Alternative finance models for real estate scaled rapidly in the year under study, growing at 471.
Small and medium sized enterprises increasingly hit up the alternative platforms to finance growth, expansion, working and venture capital.
Institutional investors were not locked out of the growing US market. Between 2013 and 2015 they funded over 72 per cent of marketplace/P2P business loans and 53 per cent of marketplace/P2P consumer loans. The capital was sourced from ‘mutual funds, pension funds, hedge funds, family offices asset management firms and traditional banks.’
Cambridge University found significant gender effects, with women ‘dominating both the funding and fundraising sides of donation-based and reward-based crowdfunding models’. Female lenders and borrowers representing nearly 60 per cent of these marketplaces on average.

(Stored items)
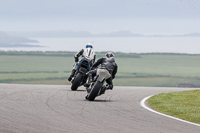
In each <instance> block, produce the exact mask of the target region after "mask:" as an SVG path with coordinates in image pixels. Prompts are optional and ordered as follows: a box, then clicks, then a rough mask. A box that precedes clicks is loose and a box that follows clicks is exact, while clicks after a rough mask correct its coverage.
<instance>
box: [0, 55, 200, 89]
mask: <svg viewBox="0 0 200 133" xmlns="http://www.w3.org/2000/svg"><path fill="white" fill-rule="evenodd" d="M74 54H75V53H73V52H3V51H1V52H0V63H1V65H0V83H25V84H29V83H31V84H62V85H66V84H70V83H69V82H68V81H67V78H68V76H69V75H70V73H71V70H72V65H73V63H74V59H73V55H74ZM104 54H105V52H101V53H97V58H100V57H102V56H104ZM115 55H116V62H117V64H118V68H119V69H118V73H117V75H116V79H115V80H114V84H115V85H117V86H156V87H200V82H199V79H200V76H199V75H200V62H198V61H199V60H200V55H187V54H159V53H158V54H133V53H115Z"/></svg>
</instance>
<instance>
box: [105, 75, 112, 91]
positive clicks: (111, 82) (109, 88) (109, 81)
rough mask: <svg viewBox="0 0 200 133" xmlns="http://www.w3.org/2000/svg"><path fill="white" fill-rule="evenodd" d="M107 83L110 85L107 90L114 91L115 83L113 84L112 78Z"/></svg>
mask: <svg viewBox="0 0 200 133" xmlns="http://www.w3.org/2000/svg"><path fill="white" fill-rule="evenodd" d="M106 82H107V83H108V86H107V87H106V89H107V90H109V89H110V90H112V89H113V82H112V78H111V77H110V78H108V79H106Z"/></svg>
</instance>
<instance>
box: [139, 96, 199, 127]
mask: <svg viewBox="0 0 200 133" xmlns="http://www.w3.org/2000/svg"><path fill="white" fill-rule="evenodd" d="M150 97H152V96H148V97H145V98H144V99H143V100H142V101H141V102H140V105H141V106H142V107H143V108H145V109H147V110H149V111H151V112H153V113H156V114H159V115H162V116H165V117H168V118H171V119H175V120H178V121H181V122H185V123H188V124H192V125H195V126H199V127H200V124H197V123H193V122H190V121H186V120H183V119H179V118H176V117H173V116H170V115H166V114H163V113H160V112H157V111H155V110H153V109H151V108H149V107H148V106H146V104H145V102H146V100H147V99H149V98H150Z"/></svg>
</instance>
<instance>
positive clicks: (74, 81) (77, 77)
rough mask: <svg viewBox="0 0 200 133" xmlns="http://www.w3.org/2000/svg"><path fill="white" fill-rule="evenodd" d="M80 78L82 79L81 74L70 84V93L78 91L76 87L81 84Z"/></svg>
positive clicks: (78, 86)
mask: <svg viewBox="0 0 200 133" xmlns="http://www.w3.org/2000/svg"><path fill="white" fill-rule="evenodd" d="M82 77H83V74H81V73H78V74H77V75H76V77H75V79H74V81H73V83H72V86H71V90H72V91H76V90H77V89H78V87H79V86H80V84H81V80H82Z"/></svg>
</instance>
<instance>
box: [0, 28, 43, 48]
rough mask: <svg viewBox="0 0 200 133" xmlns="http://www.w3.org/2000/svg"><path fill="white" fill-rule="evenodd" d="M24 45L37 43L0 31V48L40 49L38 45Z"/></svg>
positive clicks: (21, 37) (34, 40)
mask: <svg viewBox="0 0 200 133" xmlns="http://www.w3.org/2000/svg"><path fill="white" fill-rule="evenodd" d="M26 43H38V41H37V40H32V39H28V38H25V37H19V36H11V35H9V34H6V33H4V32H1V31H0V47H41V46H39V45H30V44H26Z"/></svg>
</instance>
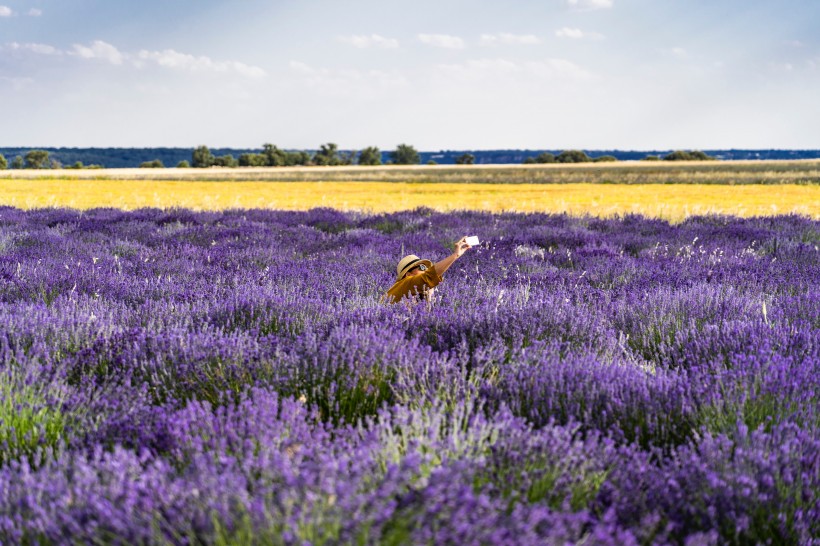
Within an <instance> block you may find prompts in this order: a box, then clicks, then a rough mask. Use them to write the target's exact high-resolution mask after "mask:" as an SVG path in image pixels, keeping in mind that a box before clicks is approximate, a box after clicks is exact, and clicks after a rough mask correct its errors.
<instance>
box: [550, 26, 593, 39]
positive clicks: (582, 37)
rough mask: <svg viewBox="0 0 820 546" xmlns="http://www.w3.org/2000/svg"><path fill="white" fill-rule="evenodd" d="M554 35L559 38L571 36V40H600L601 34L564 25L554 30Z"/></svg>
mask: <svg viewBox="0 0 820 546" xmlns="http://www.w3.org/2000/svg"><path fill="white" fill-rule="evenodd" d="M555 35H556V36H558V37H559V38H572V39H573V40H582V39H587V40H602V39H603V38H604V35H603V34H599V33H597V32H585V31H583V30H581V29H580V28H570V27H564V28H561V29H558V30H556V31H555Z"/></svg>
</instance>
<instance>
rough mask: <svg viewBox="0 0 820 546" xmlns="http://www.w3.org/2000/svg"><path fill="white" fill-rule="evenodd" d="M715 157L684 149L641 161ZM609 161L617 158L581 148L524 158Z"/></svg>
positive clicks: (699, 159)
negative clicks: (594, 152) (589, 151)
mask: <svg viewBox="0 0 820 546" xmlns="http://www.w3.org/2000/svg"><path fill="white" fill-rule="evenodd" d="M713 159H715V158H714V157H712V156H709V155H707V154H705V153H704V152H701V151H700V150H694V151H691V152H687V151H684V150H676V151H674V152H670V153H668V154H666V155H663V156H661V155H647V156H646V157H644V158H642V159H641V160H642V161H708V160H713ZM611 161H618V158H617V157H615V156H613V155H601V156H598V157H594V158H593V157H589V156H588V155H587V154H586V152H584V151H583V150H564V151H563V152H561V153H560V154H558V155H555V154H552V153H550V152H542V153H540V154H538V155H537V156H534V157H528V158H526V159H525V160H524V164H525V165H528V164H529V165H531V164H535V163H590V162H594V163H605V162H611Z"/></svg>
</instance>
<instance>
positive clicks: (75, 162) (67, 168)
mask: <svg viewBox="0 0 820 546" xmlns="http://www.w3.org/2000/svg"><path fill="white" fill-rule="evenodd" d="M102 168H103V166H102V165H83V162H82V161H75V162H74V163H72V164H71V165H69V166H68V167H66V169H76V170H80V169H102Z"/></svg>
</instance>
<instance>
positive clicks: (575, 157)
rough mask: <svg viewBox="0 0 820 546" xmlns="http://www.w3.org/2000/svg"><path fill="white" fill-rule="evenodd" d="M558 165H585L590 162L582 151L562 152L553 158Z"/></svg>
mask: <svg viewBox="0 0 820 546" xmlns="http://www.w3.org/2000/svg"><path fill="white" fill-rule="evenodd" d="M555 161H557V162H558V163H586V162H587V161H592V158H590V157H589V156H588V155H587V154H586V152H583V151H582V150H564V151H563V152H561V153H560V154H558V157H556V158H555Z"/></svg>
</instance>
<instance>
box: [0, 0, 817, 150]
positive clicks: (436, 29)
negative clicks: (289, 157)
mask: <svg viewBox="0 0 820 546" xmlns="http://www.w3.org/2000/svg"><path fill="white" fill-rule="evenodd" d="M818 23H820V2H808V1H805V0H779V1H777V2H775V1H773V0H767V1H763V0H743V1H741V0H708V1H707V0H685V1H684V0H506V1H505V2H477V1H475V0H472V1H466V0H437V1H431V0H413V1H412V2H411V1H406V0H405V1H402V2H398V1H395V0H349V1H346V2H342V1H339V0H241V1H239V0H236V1H233V2H227V1H217V0H162V1H160V0H141V1H140V2H135V1H124V0H0V146H5V147H11V146H43V147H46V146H54V147H58V146H65V147H155V146H172V147H193V146H197V145H201V144H205V145H207V146H210V147H213V148H216V147H234V148H259V147H261V145H262V144H263V143H273V144H275V145H277V146H279V147H280V148H285V149H316V148H318V147H319V145H320V144H322V143H327V142H334V143H336V144H338V145H339V147H340V148H342V149H361V148H363V147H365V146H378V147H380V148H381V149H382V150H391V149H394V148H395V146H396V145H398V144H402V143H404V144H410V145H412V146H414V147H416V148H417V149H419V150H422V151H435V150H489V149H521V148H525V149H570V148H581V149H587V150H606V149H610V150H611V149H620V150H664V149H721V148H722V149H726V148H752V149H762V148H780V149H787V148H811V149H818V148H820V99H818V97H820V33H818V32H817V31H816V29H817V27H818Z"/></svg>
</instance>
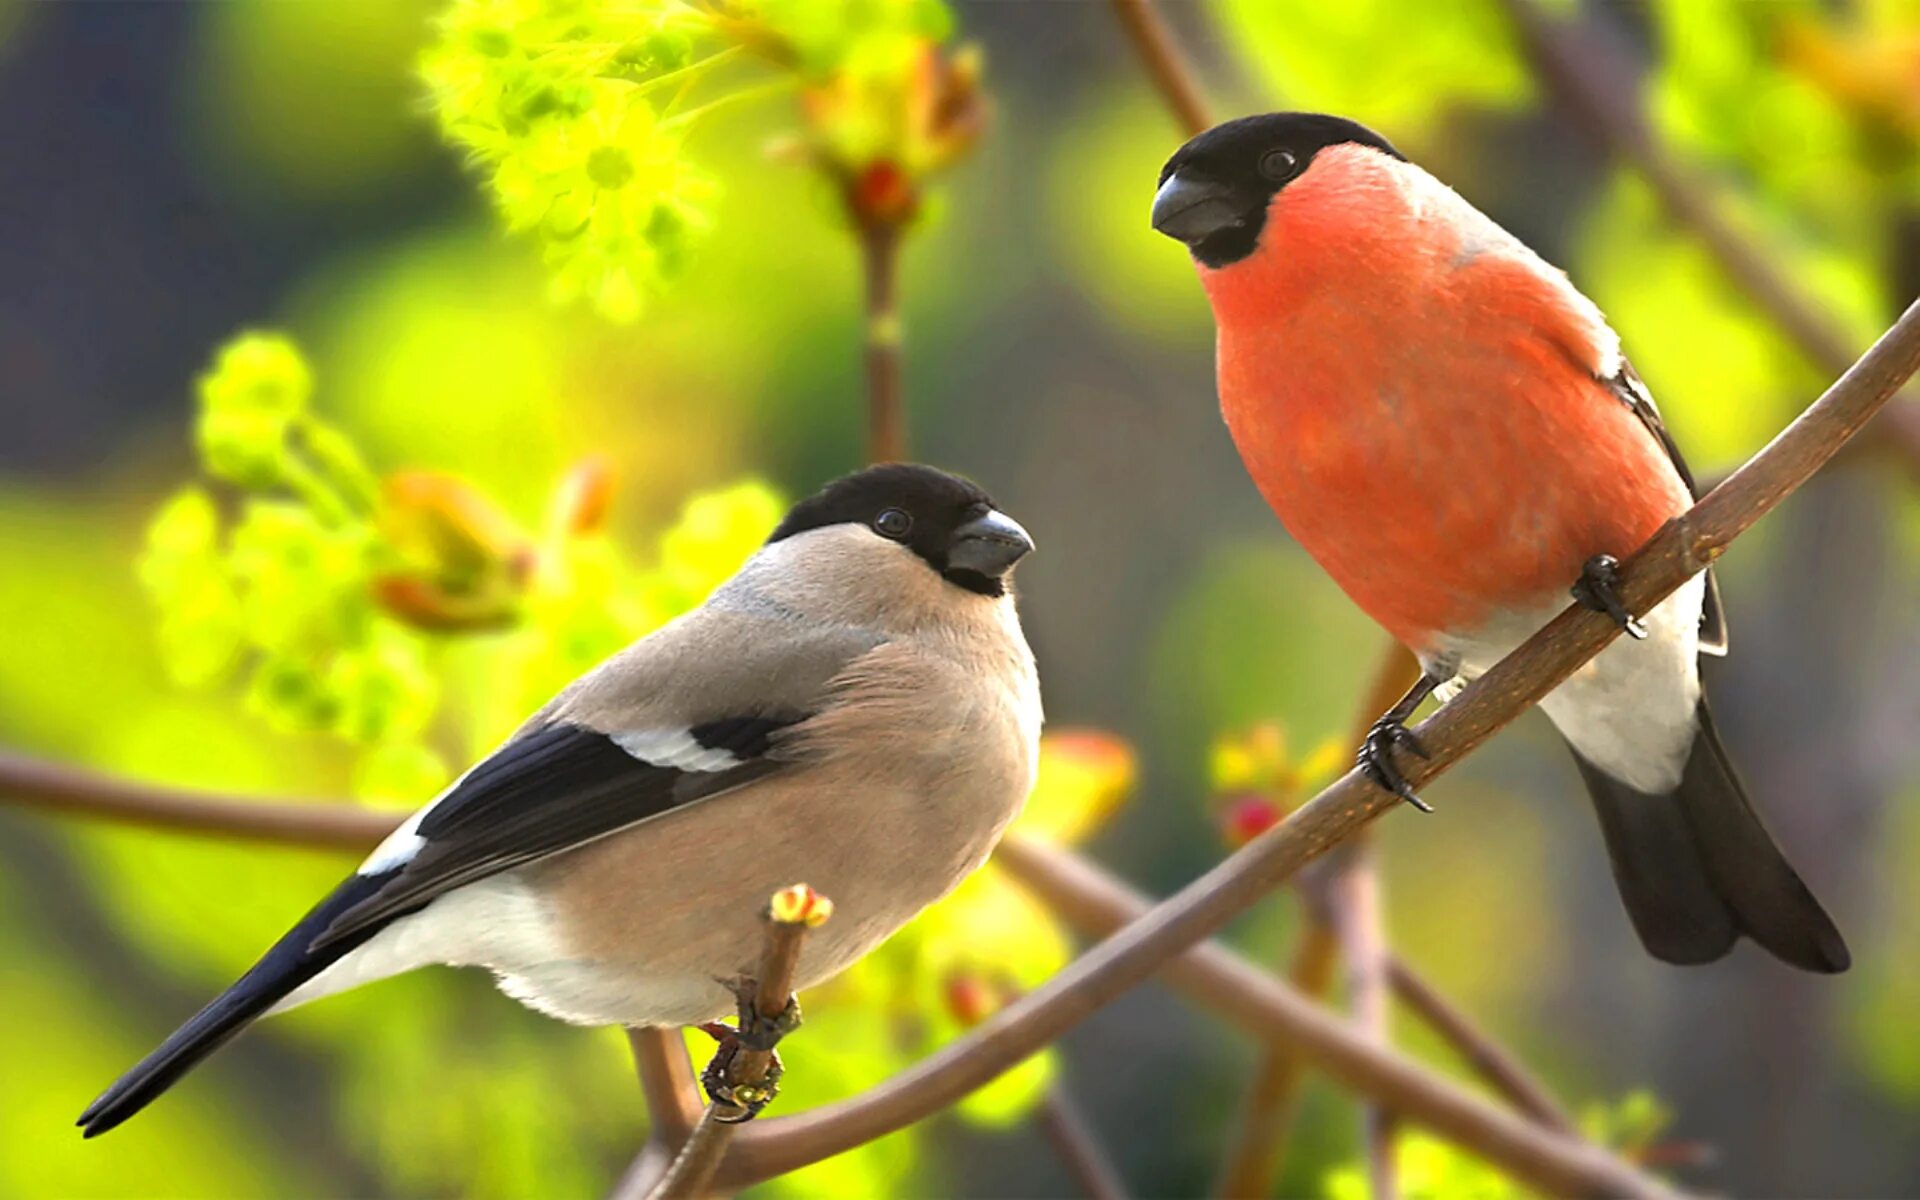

**WHAT YOU WILL DO:**
[a] Pull out the section of the alternative finance passage from "Institutional investors were" to "marketplaces on average." and copy it word for word.
[b] Pick up the passage on alternative finance after its final sentence and write what comes next.

**RESULTS BY TASK:**
[a]
Institutional investors were not locked out of the growing US market. Between 2013 and 2015 they funded over 72 per cent of marketplace/P2P business loans and 53 per cent of marketplace/P2P consumer loans. The capital was sourced from ‘mutual funds, pension funds, hedge funds, family offices asset management firms and traditional banks.’
Cambridge University found significant gender effects, with women ‘dominating both the funding and fundraising sides of donation-based and reward-based crowdfunding models’. Female lenders and borrowers representing nearly 60 per cent of these marketplaces on average.

[b]
For now, the nascent industry remains under the radar of legislators. No consensus exists on regulations proposed by the SEC. Regulation may be unavoidable for the rapidly growing industry as it becomes increasingly mainstream. Cambridge University concludes that “industry will need to continue innovating in technology, credit risk modelling, user experience and customer service in order to compete and scale.”
Meanwhile, other research — this time by TransUnion — found FinTechs outpacing banks, credit unions and traditional finance companies in personal loans to prime and near prime consumers. Loans by Fintechs to these customers grew by 122 per cent over three quarters in 2015, totalling $US10.14 billion.